### [RECORDS TO PROCESS]
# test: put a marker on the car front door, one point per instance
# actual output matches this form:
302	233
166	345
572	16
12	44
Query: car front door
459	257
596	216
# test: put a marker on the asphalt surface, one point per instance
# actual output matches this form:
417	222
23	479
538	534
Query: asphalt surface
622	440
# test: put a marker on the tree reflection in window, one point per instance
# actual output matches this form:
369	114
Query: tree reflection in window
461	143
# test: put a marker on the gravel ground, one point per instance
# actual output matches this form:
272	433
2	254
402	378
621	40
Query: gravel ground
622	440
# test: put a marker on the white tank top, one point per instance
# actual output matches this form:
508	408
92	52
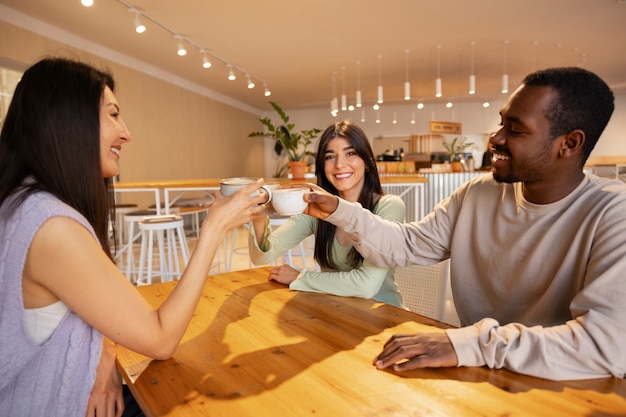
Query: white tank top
42	322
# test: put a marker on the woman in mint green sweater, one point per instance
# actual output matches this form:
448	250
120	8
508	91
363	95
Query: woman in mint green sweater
345	166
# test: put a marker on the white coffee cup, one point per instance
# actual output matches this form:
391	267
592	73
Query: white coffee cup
229	186
289	201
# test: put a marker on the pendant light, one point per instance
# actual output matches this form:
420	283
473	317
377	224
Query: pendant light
344	100
139	27
358	84
438	80
407	84
472	89
505	76
231	73
380	80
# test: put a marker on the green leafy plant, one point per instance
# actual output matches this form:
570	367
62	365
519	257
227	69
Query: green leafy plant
456	148
293	144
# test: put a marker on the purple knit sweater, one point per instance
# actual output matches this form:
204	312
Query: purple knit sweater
54	379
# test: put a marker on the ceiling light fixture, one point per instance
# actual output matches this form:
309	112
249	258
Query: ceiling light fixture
344	100
334	106
358	84
407	84
380	80
205	60
139	27
438	80
231	73
472	89
181	48
505	76
208	58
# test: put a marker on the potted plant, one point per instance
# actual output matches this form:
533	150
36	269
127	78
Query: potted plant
455	150
287	141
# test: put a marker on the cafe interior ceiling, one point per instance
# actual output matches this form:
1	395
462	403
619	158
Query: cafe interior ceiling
308	52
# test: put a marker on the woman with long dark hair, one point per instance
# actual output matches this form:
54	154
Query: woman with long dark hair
62	299
344	166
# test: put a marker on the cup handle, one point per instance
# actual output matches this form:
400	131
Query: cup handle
268	193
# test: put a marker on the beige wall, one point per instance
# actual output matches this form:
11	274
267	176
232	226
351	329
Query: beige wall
176	133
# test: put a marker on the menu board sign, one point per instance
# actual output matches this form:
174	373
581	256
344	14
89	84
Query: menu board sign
445	127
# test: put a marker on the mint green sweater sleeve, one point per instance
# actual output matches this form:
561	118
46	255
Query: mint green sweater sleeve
366	281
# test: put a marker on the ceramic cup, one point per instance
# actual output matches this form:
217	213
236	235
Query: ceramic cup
229	186
289	201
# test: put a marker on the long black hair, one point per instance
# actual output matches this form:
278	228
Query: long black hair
51	134
370	194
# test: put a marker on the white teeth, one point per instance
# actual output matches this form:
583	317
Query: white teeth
500	157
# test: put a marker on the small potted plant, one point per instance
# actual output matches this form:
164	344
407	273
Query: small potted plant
455	151
287	141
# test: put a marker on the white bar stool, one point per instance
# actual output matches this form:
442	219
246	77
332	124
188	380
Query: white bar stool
170	237
132	234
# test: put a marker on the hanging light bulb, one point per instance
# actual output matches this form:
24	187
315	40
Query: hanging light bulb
407	84
205	60
505	76
344	99
438	80
334	106
181	48
380	80
250	81
231	73
472	89
358	85
139	27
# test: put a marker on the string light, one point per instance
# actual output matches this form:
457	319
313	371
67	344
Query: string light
358	84
208	58
505	76
438	80
407	84
380	80
472	89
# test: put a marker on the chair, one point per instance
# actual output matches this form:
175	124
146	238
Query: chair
423	288
170	237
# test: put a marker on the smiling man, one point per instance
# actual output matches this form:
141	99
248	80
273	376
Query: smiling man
537	250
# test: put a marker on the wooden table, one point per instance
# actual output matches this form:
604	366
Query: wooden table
256	348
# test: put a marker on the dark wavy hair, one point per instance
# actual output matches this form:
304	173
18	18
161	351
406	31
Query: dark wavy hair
583	102
370	194
51	133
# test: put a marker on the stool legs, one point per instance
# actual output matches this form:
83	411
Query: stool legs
170	239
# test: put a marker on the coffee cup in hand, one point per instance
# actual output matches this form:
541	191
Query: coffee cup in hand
229	186
289	201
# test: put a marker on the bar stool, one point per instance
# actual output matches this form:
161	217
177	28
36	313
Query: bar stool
130	220
170	237
120	211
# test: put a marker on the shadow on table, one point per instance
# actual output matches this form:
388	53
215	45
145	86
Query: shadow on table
320	325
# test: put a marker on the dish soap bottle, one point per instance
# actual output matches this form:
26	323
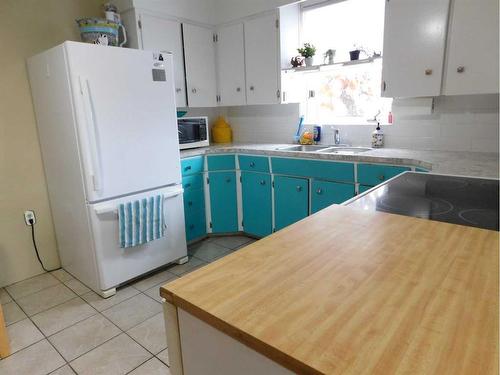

### [EXERCISE]
All entries must come back exactly as written, though without their pictures.

### [REPLY TO THE EXERCISE]
# test: put a marker on the car front door, one point per instance
# actual output matches this form:
302	233
166	345
572	16
12	44
Query: car front door
459	257
596	216
# test: put a marker on the asphalt surface, one point per instance
# actual output matches this form:
417	222
23	479
538	534
Query: asphalt surface
622	440
# test: put a marker on the tree reflection in window, one point per instance
# actual output matches this form:
369	114
Query: tree reflection in window
461	143
# test: put a marker on the gravel ground, one point per instance
# actual output matches this form:
272	433
2	254
402	378
621	40
Query: gravel ground
622	440
# test: put a marker on the white tank top, one point per instance
# actual output matches this form:
508	408
92	52
Query: white tank top
42	322
# test: put a marker on the woman in mint green sweater, one point per instance
# actual output matches this form:
448	250
120	8
508	91
363	95
Query: woman in mint green sweater
345	166
# test: put a marker on the white coffee cup, one point per instance
# actual output matches this form:
391	267
592	73
Query: white coffee cup
229	186
289	201
# test: put a marker on the pendant light, one point per instance
# actual output matches this form:
420	283
473	317
377	224
Query: pendant light
344	100
139	27
358	84
438	80
407	84
472	89
505	76
231	73
380	80
# test: put a marker on the green leafy plant, one point per instance
# actual output matches this form:
570	367
62	365
519	257
227	69
Query: green leafy plant
456	148
293	144
# test: put a marker on the purple knit sweater, one point per instance
# actual output matches this form:
204	312
Query: purple knit sweater
54	379
# test: put a marker on the ceiling light fixture, one point per instance
# actual output matches this form:
309	112
249	258
Query: ceiling light fixture
344	100
334	106
358	84
407	84
380	80
205	60
139	27
438	80
231	73
472	89
181	48
505	76
208	58
# test: put a marker on the potted plant, one point per instance
# actual output matches this form:
533	150
36	269
127	78
Query: potted plant
455	150
287	141
# test: put a marker on the cafe interior ceiling, one point per instance
# actual output matches this form:
1	395
462	403
619	158
Query: cafe interior ceiling
308	52
# test: put a marker on the woman with long dark hair, one point per instance
# actual output matches this form:
54	154
Query: woman with long dark hair
62	299
344	166
# test: put a marker on the cup handle, one point per instance
# actual output matches this form:
400	131
Query: cup handle
268	193
# test: put a marker on the beige wall, one point per instance
# actual output matches this form:
11	274
267	176
232	226
351	329
Query: beige wall
176	133
# test: put a marker on the menu board sign, one point per instance
# actual output matches this form:
174	373
581	256
344	14
89	84
Query: menu board sign
445	127
# test: put a marker on the mint green sweater sleeve, one point per instance
# actual output matches this form:
561	118
46	255
Query: mint green sweater sleeve
366	281
# test: put a marker on the ceramic cup, one point per instance
# actual output matches this form:
217	213
236	235
Query: ceramic cup
229	186
289	201
# test: put a marker on the long black hair, one point per instance
# actual output matches this form:
278	228
Query: long black hair
51	134
370	194
# test: put a marker on the white teeth, one point per instance
# actual output matches this form:
583	317
Query: white teeth
500	157
# test: put a marker on the small potted plant, one point per instance
# actual output matches this form:
164	344
407	273
Query: small potted plant
455	151
287	141
# test: put a marker on the white bar stool, one point per instance
# actual output matches this form:
442	219
246	77
332	124
188	380
Query: white bar stool
170	237
132	234
# test: put a marker on the hanging light bulb, one point per instance
# actual output matches this form:
24	187
315	40
Query: hanging light bulb
407	84
205	60
505	76
344	99
438	80
334	106
181	48
380	80
250	81
231	73
472	89
358	85
139	27
# test: put a marker on the string light, one point per instance
# actual output matches this form:
457	319
313	371
67	344
Query: string light
358	84
208	58
505	76
438	80
407	84
380	80
472	89
# test: put a marker on the chair, one point per instance
# actual output matches this form:
175	124
146	238
Query: chair
423	288
170	237
# test: put a marker on the smiling man, one point per instance
# actual output matches this form:
141	99
248	80
273	376
Query: smiling man
537	250
# test: put a marker on the wooden table, one point per instance
# actual output matches this form:
604	366
Query: wooden table
256	348
# test: put a marker on the dark wavy hair, one point per instance
# actual output matches this form:
304	173
18	18
161	351
406	31
Query: dark wavy hair
583	102
370	194
51	133
# test: put a marker on the stool legs, one point per instance
# actual output matches this form:
83	411
Query: stool legs
170	239
# test: put a marker on the coffee cup in hand, one point per instance
# actual output matches this form:
541	191
Query: coffee cup in hand
229	186
289	201
# test: put a marker on the bar stool, one point per instance
# actual output matches this form:
161	217
177	28
36	313
Query: bar stool
130	220
170	237
120	211
# test: put a marker on the shadow on table, one point per instance
# actual output matches this form:
388	53
215	45
145	86
Query: shadow on table
320	325
# test: put a marker on the dish soap bottle, one point per instance
# actual output matches this form:
26	323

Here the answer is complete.